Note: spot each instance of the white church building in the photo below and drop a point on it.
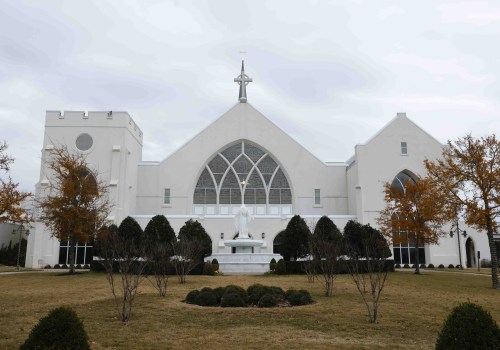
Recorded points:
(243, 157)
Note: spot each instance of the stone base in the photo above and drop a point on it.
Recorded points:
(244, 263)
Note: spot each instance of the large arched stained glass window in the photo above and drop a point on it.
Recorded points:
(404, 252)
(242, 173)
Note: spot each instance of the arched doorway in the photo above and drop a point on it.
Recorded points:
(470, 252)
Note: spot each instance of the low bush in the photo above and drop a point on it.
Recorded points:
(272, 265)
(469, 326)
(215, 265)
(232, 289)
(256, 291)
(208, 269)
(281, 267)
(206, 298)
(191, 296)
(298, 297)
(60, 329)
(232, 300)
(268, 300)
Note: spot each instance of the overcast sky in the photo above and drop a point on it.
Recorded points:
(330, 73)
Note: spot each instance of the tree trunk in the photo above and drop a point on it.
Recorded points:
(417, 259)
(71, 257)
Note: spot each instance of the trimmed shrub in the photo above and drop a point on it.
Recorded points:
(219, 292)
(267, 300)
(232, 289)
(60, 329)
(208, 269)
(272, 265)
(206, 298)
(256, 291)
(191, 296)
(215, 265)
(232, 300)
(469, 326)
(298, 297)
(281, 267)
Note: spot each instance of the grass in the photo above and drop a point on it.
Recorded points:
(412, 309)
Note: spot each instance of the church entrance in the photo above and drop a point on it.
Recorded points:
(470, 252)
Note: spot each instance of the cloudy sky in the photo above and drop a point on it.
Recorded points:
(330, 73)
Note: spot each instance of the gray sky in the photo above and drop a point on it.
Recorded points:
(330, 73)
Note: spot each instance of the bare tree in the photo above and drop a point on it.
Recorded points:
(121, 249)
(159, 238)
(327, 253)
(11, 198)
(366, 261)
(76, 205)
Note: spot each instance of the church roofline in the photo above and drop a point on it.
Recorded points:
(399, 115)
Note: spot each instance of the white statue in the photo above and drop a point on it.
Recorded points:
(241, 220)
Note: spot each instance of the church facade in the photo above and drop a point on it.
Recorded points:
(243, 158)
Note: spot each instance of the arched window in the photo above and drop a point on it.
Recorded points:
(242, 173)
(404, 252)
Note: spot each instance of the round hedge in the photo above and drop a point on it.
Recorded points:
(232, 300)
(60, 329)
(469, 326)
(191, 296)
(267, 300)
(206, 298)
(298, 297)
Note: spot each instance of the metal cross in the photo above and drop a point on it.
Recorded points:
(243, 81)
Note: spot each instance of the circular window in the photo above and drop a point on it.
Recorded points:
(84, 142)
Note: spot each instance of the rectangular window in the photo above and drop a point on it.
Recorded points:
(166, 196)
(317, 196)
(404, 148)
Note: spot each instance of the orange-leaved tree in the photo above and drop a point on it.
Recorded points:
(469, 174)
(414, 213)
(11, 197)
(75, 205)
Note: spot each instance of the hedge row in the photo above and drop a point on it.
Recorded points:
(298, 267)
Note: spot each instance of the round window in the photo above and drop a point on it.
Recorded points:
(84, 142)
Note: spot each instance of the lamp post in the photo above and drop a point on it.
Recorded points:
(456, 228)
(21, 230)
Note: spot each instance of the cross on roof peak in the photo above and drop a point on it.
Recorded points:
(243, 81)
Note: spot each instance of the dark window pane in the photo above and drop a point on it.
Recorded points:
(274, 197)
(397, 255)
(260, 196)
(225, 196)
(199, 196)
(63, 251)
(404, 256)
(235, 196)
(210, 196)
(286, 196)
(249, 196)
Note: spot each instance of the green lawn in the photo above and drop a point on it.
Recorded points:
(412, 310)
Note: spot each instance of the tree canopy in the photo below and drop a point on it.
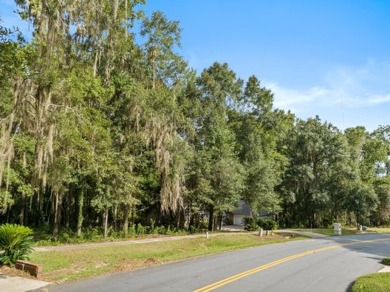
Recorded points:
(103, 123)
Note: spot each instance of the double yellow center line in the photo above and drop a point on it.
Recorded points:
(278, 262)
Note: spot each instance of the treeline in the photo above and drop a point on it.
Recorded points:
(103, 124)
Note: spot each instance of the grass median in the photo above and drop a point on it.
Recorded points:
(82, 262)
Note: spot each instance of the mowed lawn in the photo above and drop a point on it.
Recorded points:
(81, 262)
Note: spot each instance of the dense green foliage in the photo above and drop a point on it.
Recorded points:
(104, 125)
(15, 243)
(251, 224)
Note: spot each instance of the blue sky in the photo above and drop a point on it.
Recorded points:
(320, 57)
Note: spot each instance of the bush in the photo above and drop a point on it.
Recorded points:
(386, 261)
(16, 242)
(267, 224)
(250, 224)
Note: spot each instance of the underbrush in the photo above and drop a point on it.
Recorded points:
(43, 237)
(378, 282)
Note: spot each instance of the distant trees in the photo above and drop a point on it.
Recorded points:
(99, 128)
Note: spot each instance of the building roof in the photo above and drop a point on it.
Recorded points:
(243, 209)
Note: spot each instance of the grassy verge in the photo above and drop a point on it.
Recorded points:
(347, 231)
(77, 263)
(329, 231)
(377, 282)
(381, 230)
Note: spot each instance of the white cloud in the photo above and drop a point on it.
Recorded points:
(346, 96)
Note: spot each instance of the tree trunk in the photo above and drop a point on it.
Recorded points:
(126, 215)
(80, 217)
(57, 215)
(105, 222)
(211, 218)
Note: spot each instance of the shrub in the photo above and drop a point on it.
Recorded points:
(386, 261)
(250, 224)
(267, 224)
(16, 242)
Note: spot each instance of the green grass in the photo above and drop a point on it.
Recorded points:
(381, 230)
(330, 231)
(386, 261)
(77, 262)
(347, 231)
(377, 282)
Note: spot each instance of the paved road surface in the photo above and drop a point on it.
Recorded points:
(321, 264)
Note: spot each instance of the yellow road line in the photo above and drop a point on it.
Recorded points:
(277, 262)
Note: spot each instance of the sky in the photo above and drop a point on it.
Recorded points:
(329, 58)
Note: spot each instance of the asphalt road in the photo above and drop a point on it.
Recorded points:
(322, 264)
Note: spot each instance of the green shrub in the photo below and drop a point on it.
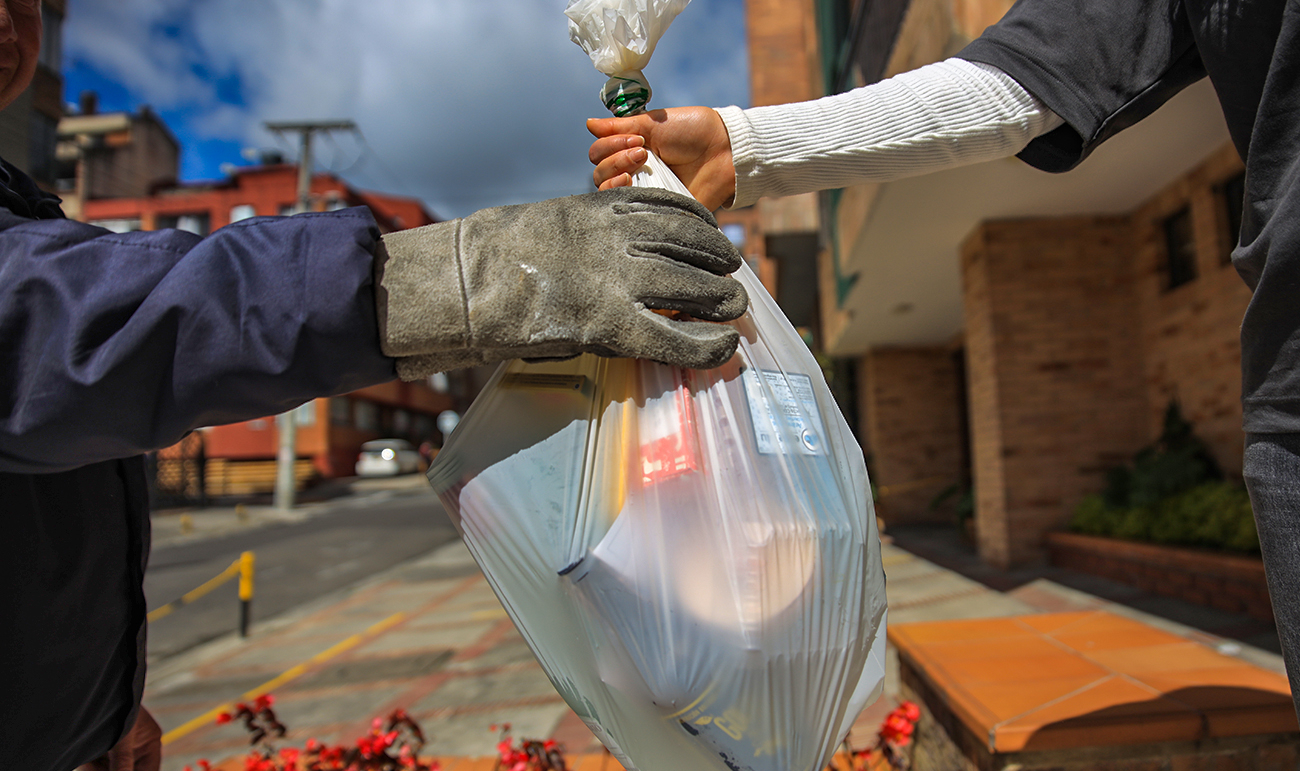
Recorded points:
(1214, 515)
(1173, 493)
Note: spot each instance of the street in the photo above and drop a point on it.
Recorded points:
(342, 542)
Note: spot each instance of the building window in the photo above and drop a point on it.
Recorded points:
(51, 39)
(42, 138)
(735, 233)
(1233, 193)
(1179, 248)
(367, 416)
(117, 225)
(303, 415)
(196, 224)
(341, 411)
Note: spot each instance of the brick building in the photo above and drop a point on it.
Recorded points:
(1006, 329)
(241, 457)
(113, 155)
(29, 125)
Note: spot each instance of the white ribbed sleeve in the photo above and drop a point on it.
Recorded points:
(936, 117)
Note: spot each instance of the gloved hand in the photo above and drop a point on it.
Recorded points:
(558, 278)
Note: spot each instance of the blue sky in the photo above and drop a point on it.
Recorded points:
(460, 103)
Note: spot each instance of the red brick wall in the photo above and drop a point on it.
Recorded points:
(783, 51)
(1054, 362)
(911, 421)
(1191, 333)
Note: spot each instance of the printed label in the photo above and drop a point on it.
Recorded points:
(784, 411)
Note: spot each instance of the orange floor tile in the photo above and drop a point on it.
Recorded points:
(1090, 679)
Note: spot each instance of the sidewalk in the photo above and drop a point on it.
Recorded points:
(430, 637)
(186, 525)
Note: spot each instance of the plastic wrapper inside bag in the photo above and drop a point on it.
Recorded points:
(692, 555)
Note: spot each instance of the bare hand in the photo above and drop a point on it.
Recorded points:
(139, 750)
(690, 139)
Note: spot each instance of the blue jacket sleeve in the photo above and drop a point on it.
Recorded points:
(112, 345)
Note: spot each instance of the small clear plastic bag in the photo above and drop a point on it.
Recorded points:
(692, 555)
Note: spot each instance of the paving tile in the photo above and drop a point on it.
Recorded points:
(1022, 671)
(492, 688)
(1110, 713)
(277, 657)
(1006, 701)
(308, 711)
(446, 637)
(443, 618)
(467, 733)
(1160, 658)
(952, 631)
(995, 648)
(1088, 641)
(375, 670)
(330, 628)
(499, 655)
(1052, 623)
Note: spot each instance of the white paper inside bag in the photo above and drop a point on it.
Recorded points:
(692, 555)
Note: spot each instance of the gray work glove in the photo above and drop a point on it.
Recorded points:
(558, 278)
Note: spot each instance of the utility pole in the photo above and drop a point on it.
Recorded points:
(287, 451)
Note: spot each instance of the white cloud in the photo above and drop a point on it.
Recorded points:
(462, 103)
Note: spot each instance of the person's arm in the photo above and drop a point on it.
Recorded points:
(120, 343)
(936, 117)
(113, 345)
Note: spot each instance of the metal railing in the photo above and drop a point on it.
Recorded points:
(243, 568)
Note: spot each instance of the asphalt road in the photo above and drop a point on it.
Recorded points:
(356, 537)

▸ **Work required**
Search the records for the word "cross". Copy every line that has it.

▸ **Response area**
Note: spot each instance of the metal cross in the photo above and drop a point on it.
Note: spot each instance of the cross on roof peak in the photo above and drop a point on it.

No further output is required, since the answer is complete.